• **課題の内容**: 以下の、備前における不受不施派の内信信仰と神社との論争を扱った文章を、最後の文の後から書き継ぎなさい。

そして同34年十月十九日に和融組の大原5戸、東台5戸、中佐野7戸、林2戸の19戸は喜多教会を離れて島正覚寺の直轄檀家となる。
以来七年間信仰の争いに妥協はなかったが、大正3年に至って両者に和解が成立し、和解条件にそって東台に建てられてある喜多教会は、歴史的使命を果たしたとして取り壊されることになったが、建物の一部は現在地の字神の上949番地へ移築されて立派に存続している。
  →上大原・東台・中佐野・東佐野・染井>中佐野>中佐野喜多教会の設立の項を参照

【備前に於ける内信信仰の高揚】
 宝暦期(1751-63)備前において、内信信仰が高揚する。
宝暦3年(1753)岡山城下の近くの平井村高森に不受不施派祖日奥の石塔が建立され、その開眼供養が盛大に催される。不受不施僧6人が導師を勤め、内信者が群集し、投げ餅まで行われ祝われたという。
これを知った城下日蓮宗寺院10ヶ寺は寺社奉行に訴え、寺自身が内信者を摘発することを申し出る。その結果、23、000人に及ぶ検挙者を出し、3、000点に上る本尊・位牌類を摘発することとなる。
これはまさに、内信者の爆発的増加に受派寺院が脅威をいだいたことに他ならない。
しかし、内信者たちは検挙の後、すぐに内信へ復帰した。弾圧期間中にも再犯人として検挙される事件が津高郡下畑村、矢原村大園、御野郡北長瀬村などで次々と発生する。これらはいくら弾圧しても内信を一掃することはできないことを示している。
 宝暦5年(1755)城下西大寺町の日蓮宗信徒が徒党して氏宮である今村宮修復入用銀を拒否する擧にでる。驚いた神社側は国中の神社の総力を挙げて訴状を提出する。
これに対し受派日蓮宗寺院は答弁書を提出し、神社と受派日蓮宗との論争となる。
神社側は神社崇敬はわが国の定法であり、氏子の氏神拒否など前代未聞と非難する。
これに対し、受派日蓮宗側は、日蓮宗は唯一法華経のみを信仰し、それは当然の帰結として、他宗への参拝は否定され、信徒の信仰形態として神祇不拝・謗法不参(他宗寺院への参拝拒否)・不受不施の実践が導きだされる。なにも神社に限って不拝・不参というわけではない。特に日奥は「神天上の法門」を拠り所に、神祇不拝だけではなく、全ての謗法の地、例えば受不施派の本山身延山への参詣をも制止した。
「神天上の法門」とは末法の世では法華守護神以外の諸天善神は全てこの國を去り、寂光土に帰参してしまい、その留守中の神社仏閣は魔縁の住家となっている。だからそういうところへの参拝はかえって謗法となるということである。城下受派の寺院は「神天上の法門」を拠り所に神祇不拝を主張した。そして他宗への「不施」の根拠には明応元年(1492)の足利義稙の奉書を挙げた。この義稙の奉書は不受不施公許の最古の史料とされるものである。

• **記録一覧**:
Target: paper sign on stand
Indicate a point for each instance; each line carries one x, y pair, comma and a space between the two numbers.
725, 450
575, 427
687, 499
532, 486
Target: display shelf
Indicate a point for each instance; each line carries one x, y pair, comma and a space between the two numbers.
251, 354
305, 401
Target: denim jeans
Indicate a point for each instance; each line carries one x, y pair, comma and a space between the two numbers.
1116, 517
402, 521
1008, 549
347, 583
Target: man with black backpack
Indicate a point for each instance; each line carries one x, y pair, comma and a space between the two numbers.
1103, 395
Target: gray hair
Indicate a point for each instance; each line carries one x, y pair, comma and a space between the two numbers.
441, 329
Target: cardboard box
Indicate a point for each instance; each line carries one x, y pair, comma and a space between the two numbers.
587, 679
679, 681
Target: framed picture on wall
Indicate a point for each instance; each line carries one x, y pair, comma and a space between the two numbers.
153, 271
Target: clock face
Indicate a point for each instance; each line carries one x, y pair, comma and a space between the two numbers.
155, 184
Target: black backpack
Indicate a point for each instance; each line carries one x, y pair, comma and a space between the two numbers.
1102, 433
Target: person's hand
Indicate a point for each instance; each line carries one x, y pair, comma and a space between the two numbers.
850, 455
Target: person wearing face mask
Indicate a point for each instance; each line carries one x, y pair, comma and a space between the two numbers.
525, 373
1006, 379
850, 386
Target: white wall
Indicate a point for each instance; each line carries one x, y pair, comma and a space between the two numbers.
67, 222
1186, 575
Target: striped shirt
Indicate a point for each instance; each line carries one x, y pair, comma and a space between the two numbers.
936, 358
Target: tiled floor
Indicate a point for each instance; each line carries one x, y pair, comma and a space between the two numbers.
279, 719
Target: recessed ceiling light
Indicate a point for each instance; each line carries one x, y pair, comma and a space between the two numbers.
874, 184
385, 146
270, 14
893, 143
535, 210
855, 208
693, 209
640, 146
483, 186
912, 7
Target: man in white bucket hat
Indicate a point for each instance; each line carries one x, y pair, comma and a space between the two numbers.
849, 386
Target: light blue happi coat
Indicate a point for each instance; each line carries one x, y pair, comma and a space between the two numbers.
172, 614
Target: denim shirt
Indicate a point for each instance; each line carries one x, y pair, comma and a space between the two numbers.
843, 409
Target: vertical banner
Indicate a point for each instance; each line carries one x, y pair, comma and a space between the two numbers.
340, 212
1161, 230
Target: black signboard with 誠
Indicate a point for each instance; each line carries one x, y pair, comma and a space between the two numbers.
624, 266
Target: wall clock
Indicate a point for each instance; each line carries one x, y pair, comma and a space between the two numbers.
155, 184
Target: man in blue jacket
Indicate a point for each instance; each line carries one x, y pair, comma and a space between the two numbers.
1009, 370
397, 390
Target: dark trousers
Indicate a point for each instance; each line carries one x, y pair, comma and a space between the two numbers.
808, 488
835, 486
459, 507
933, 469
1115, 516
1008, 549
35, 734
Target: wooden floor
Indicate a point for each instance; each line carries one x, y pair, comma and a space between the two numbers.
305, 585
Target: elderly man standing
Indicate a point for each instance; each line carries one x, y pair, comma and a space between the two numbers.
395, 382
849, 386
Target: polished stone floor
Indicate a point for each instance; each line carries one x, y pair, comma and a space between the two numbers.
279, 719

• **本課題の結果**:
つまりは受派寺院の主張は不受不施派の論理でなされたのである。
 受派の寺院も苦しい立場であったのあろうか。
宝暦3年からの内信撲滅も功を奏せず、寛文の寺院の撲滅で寺院は減少し信徒の掌握が十分にできず、かといって新寺建立も許可されず、大勢の内信者を繋ぎとめるには内信者側の論理に立って神社と論争せざるを得なかったのではないだろうか。
 しかし、神社側は藩を越えて、神祇管領吉田家に訴え、吉田家から幕府に訴える手段に出る。
驚いたのは藩であり、寺社奉行を通じ、受派の城下10ヶ寺に登城を命じ、「神祇不拝」を説かぬこと及び寄進物で異論しないことを命じた。10ヶ寺は藩の権力に屈することとなる。
 このことは即刻信徒に知れ、その日より連日他人数が寺に押しかけ悪口雑言を吐き、いたたまれなくなった住職は出奔した。その住職は藩主の斡旋で帰寺し住職となるも、信徒は住職を見限ったのである。
こうした中、備中の50ヶ寺余、備後の38ヶ寺は徒党して本山へ城下10ヶ寺を宗門違反として京都妙満寺をはじめとする本山へ10度20度に及び訴えを起こす。ついに本山は城下10ヶ寺を脱衣追放とする。
 この事件は、内信者が寺院を突き上げ、中ば合法的な形で神祇不拝を楯に不受不施要求を起したものということができるだろう。

【内信者の生活】
 信仰生活は檀那寺用の仏壇と内信用の隠し仏壇を持ち、それを使い分けた。また信仰を揺るぎないものにするため、各所で清僧の説法を聞いた。その場所は秘密の場所であり、また偽装されている場合もあった。
そんな場所の一つに「矢田の観音様」があった。ここには題目石があり、観音も祀られていたが、それは偽装であった。
 ※矢田穴観音:和気郡和気町矢田
  <以下 略>
---「岡山県史 第10巻 近代1」終---

不受不施信仰の変容
2019/02/09追加:
○「岡山県史 第8巻 近世3」1987 より
【不受不施内信信仰と現世利益】
 江戸中期以降、流行神=現世利益の希求が登場する。
以上のような風潮からか、不受不施内信信仰においても、流行神的な参詣地が各地に発生する。
◇和気郡益原の大覚大僧正石碑
 不受不施僧修玄院日要が買い求め、益原村村民の要請で同村に安置という。
  →備前大樹山法泉寺

◇赤坂郡矢原の日朝様
 伝承によれば、寛政5年(1793)三宅島に流罪となった本妙院日珠が赤坂郡矢原村に建立したという。
日朝は身延山11世で、日朝石碑は眼病に霊験あらたかという。
  →「備前における寛文6年の日蓮宗廃寺一覧」の原番 222-枝番 2 の「日朝さま」を参照。
 ※矢原の日朝石碑の情報は皆無で位置を特定できず。(岡山市北区矢原、旭川左岸で金川の東である。)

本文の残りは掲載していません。